* start *
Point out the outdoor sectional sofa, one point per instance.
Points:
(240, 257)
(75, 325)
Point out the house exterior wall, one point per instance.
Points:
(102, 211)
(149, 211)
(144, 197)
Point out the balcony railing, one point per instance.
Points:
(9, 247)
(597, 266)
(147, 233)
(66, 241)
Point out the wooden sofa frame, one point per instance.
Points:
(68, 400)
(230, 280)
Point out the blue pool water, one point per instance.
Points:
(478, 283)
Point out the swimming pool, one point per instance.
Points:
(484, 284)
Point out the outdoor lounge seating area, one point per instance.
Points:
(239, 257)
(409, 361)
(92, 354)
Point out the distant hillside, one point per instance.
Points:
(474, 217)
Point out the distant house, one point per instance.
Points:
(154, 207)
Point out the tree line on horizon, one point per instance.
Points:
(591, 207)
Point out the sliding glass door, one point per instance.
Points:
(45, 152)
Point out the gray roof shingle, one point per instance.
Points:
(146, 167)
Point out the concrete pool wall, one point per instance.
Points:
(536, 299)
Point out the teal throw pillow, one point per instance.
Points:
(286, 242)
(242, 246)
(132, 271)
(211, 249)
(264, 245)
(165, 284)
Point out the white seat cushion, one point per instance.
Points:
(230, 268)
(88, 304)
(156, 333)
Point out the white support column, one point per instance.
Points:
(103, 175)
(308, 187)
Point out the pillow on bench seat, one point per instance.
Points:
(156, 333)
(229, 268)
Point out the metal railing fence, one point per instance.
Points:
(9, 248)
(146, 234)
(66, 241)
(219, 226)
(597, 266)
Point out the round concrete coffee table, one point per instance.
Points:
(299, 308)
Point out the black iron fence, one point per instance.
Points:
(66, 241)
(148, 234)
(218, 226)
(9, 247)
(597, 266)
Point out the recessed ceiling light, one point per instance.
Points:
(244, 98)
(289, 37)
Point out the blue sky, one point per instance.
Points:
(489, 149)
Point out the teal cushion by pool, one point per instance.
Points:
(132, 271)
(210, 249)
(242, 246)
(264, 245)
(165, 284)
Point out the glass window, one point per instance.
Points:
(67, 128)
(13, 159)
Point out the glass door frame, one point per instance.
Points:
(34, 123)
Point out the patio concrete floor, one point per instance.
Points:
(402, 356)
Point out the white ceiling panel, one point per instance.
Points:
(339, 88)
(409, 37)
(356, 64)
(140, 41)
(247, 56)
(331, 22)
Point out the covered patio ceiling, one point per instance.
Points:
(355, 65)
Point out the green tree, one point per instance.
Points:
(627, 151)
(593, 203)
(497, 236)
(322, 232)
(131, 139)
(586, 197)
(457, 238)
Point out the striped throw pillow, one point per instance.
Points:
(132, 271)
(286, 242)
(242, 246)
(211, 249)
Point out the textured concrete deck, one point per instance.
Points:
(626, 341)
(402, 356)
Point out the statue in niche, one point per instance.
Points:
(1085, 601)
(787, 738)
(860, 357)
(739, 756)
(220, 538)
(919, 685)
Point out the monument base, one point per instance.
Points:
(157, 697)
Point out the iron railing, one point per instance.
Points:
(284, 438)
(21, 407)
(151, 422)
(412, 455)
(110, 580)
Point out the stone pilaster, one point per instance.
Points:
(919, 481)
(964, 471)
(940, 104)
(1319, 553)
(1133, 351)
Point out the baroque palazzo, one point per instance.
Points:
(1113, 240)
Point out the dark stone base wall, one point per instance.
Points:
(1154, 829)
* end *
Please set out the lines above as a numbered list, from the line containing "Point out the monument" through the final line, skipping any blank lines.

1. Point out the monument base, one point per instance.
2. Points:
3. (157, 697)
4. Point out the iron railing, one point per instance.
5. Points:
6. (284, 438)
7. (21, 407)
8. (151, 422)
9. (412, 455)
10. (110, 580)
11. Point out the stone pilaster, one point per instance.
12. Points:
13. (919, 481)
14. (964, 471)
15. (940, 104)
16. (1319, 553)
17. (1133, 351)
18. Point out the baroque palazzo, one point per instance.
19. Points:
20. (1113, 240)
21. Point out the dark stone base wall, one point per instance.
22. Points:
23. (1154, 829)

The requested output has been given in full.